(Input records begins)

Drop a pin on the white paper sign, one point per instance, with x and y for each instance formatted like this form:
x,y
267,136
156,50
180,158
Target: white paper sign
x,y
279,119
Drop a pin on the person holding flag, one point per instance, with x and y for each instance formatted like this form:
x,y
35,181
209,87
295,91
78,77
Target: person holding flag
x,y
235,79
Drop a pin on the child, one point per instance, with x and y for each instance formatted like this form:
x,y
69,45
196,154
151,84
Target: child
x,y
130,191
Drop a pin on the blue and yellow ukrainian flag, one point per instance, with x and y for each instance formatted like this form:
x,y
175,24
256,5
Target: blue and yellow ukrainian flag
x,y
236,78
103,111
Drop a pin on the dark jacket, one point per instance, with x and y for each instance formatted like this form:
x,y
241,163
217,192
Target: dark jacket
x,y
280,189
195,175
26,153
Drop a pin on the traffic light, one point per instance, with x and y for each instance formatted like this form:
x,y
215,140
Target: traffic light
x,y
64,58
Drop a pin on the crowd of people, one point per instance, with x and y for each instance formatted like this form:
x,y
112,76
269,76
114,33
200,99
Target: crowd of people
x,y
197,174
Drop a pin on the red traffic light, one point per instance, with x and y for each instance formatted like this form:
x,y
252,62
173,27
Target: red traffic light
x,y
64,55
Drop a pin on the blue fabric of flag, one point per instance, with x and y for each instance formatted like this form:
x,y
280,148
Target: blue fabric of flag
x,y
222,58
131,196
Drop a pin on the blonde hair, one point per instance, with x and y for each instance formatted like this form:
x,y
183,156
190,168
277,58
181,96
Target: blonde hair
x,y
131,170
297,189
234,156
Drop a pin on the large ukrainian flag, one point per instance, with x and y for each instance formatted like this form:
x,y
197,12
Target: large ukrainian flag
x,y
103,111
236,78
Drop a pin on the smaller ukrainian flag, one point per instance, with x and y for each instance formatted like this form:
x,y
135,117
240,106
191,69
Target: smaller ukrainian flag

(Input records ends)

-- What you need to do --
From the records above, pull every line that carries the word "smaller".

-- Output --
Drop a pin on the smaller ukrainian flag, one point per instance, with x and y for each instance formatted like this form:
Target: smaller ukrainian flag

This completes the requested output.